• _Work to complete_: Rewrite the data from the line containing "green kit in this photo." through the end of the data, keeping every request line, and add 14 to each number in the point coordinates of the answers. Leave out the pictures.

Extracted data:
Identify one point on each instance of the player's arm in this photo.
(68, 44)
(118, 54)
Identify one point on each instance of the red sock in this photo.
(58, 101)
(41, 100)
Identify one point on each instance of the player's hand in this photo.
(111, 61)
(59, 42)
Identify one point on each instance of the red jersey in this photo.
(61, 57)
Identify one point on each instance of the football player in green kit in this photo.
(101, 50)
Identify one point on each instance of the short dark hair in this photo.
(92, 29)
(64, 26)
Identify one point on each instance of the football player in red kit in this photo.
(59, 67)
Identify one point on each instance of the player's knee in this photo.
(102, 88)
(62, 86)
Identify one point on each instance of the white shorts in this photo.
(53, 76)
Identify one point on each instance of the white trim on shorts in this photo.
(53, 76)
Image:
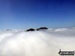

• _Solution_:
Identify one point on each instance of the football player in green kit in this photo.
(115, 64)
Identify one point on each instance of the short dark hair in this photo.
(106, 43)
(78, 40)
Identify one point on each instance of the football player in red kit in this photo.
(73, 81)
Identify one point on each instance of the player's knee in this photo.
(116, 102)
(76, 100)
Identify one point on each instance of the white shorts in this photo.
(67, 90)
Identify one point on each instance of the white trim on shorts in this photo.
(67, 90)
Image:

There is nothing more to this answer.